Set exercise
Copy the data below exactly, omitting any picture it contains.

Provided data
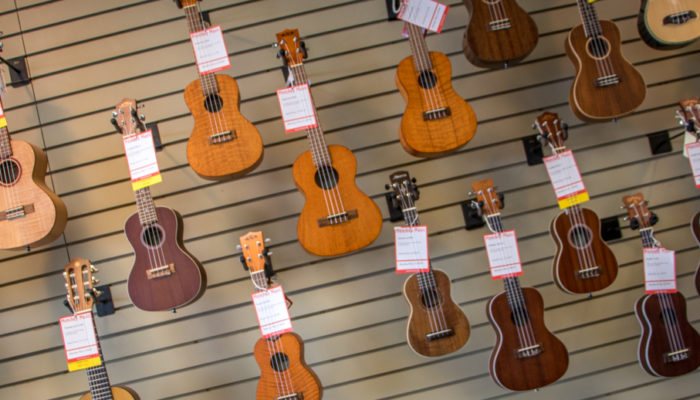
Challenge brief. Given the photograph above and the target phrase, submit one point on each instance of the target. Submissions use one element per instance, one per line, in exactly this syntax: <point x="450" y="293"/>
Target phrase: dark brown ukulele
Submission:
<point x="436" y="325"/>
<point x="165" y="275"/>
<point x="499" y="33"/>
<point x="669" y="345"/>
<point x="526" y="354"/>
<point x="583" y="262"/>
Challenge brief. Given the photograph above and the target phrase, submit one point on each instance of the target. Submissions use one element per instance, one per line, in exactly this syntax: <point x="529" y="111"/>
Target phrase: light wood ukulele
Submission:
<point x="81" y="297"/>
<point x="436" y="325"/>
<point x="223" y="144"/>
<point x="284" y="374"/>
<point x="337" y="217"/>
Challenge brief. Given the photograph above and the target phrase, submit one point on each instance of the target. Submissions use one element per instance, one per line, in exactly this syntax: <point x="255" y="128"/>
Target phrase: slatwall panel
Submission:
<point x="85" y="56"/>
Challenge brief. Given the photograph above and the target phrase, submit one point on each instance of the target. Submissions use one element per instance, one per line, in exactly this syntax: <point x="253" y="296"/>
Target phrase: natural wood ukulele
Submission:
<point x="284" y="374"/>
<point x="81" y="297"/>
<point x="165" y="275"/>
<point x="337" y="217"/>
<point x="526" y="355"/>
<point x="223" y="144"/>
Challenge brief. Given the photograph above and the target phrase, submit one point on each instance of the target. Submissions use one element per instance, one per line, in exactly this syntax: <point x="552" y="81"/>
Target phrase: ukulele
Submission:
<point x="668" y="345"/>
<point x="499" y="33"/>
<point x="436" y="325"/>
<point x="583" y="262"/>
<point x="164" y="275"/>
<point x="437" y="121"/>
<point x="606" y="85"/>
<point x="526" y="354"/>
<point x="81" y="296"/>
<point x="223" y="144"/>
<point x="337" y="217"/>
<point x="669" y="24"/>
<point x="283" y="372"/>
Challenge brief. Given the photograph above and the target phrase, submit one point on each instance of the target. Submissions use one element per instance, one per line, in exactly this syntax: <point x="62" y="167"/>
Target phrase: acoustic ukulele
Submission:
<point x="337" y="217"/>
<point x="526" y="354"/>
<point x="669" y="24"/>
<point x="284" y="375"/>
<point x="437" y="121"/>
<point x="499" y="33"/>
<point x="165" y="275"/>
<point x="583" y="262"/>
<point x="81" y="297"/>
<point x="223" y="143"/>
<point x="606" y="85"/>
<point x="436" y="325"/>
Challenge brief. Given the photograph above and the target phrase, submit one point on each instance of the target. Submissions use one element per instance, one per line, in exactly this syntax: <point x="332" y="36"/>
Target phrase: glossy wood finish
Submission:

Finished answer
Challenge brief. Given the photograph above and the target phrase, submit one point on each instance of the target. Submissions use one element per instance, one per line, in exactly this syntax: <point x="450" y="293"/>
Target phrase: dark brown ukulele
Submission:
<point x="436" y="325"/>
<point x="165" y="275"/>
<point x="499" y="33"/>
<point x="669" y="345"/>
<point x="526" y="354"/>
<point x="583" y="262"/>
Challenge brief. Given the photograph above and the target phrase, submit one point on each instance of the target. Submissions use one element per instance, one per line, in exactly this syntax: <point x="529" y="111"/>
Target phrase: light wood ukulele
Submission:
<point x="81" y="297"/>
<point x="436" y="325"/>
<point x="223" y="144"/>
<point x="284" y="374"/>
<point x="337" y="217"/>
Challenge brief. Given the photograph above and the target phrase, submit one point on each instance of the target. Submissions use one element per instance, one per line, in exactly this syntax: <point x="255" y="128"/>
Target phrase: slatwall panel
Submission:
<point x="85" y="56"/>
Challenge brief. Given the photograph above and the target phrase, submit one point on each instance of the target. Submissions use one element per instance, one per line, in exactly this syntax: <point x="253" y="296"/>
Target phrase: natural wood ukulele
Submission:
<point x="284" y="374"/>
<point x="81" y="297"/>
<point x="165" y="275"/>
<point x="337" y="217"/>
<point x="526" y="355"/>
<point x="223" y="144"/>
Challenge brief. Given the photograph above and the target phrase, submit one point on each instance of the target. Submissions use one element per instance, one per line, in exactly this syntax: <point x="552" y="81"/>
Target phrase: ukulele
Submission:
<point x="668" y="345"/>
<point x="499" y="33"/>
<point x="436" y="325"/>
<point x="583" y="262"/>
<point x="164" y="275"/>
<point x="437" y="121"/>
<point x="606" y="85"/>
<point x="526" y="354"/>
<point x="81" y="296"/>
<point x="223" y="144"/>
<point x="337" y="217"/>
<point x="669" y="24"/>
<point x="283" y="372"/>
Challenge brief. Given the photograph above and the target phrase, submit one point on each instance of the target. Submissions use one element per instance, one per line, in exactly this syntax: <point x="62" y="167"/>
Target phrase: acoustic ukulele
Submission:
<point x="337" y="217"/>
<point x="526" y="354"/>
<point x="669" y="24"/>
<point x="284" y="375"/>
<point x="437" y="121"/>
<point x="499" y="33"/>
<point x="165" y="275"/>
<point x="583" y="262"/>
<point x="81" y="297"/>
<point x="223" y="143"/>
<point x="606" y="85"/>
<point x="436" y="325"/>
Challenge brief. Given the photograph above and the target phrase, submit one point on each instance of the target. Submissions use one element per instance, one per line, in exactly this syntax: <point x="332" y="36"/>
Target phrase: glossy wood finish
Submission:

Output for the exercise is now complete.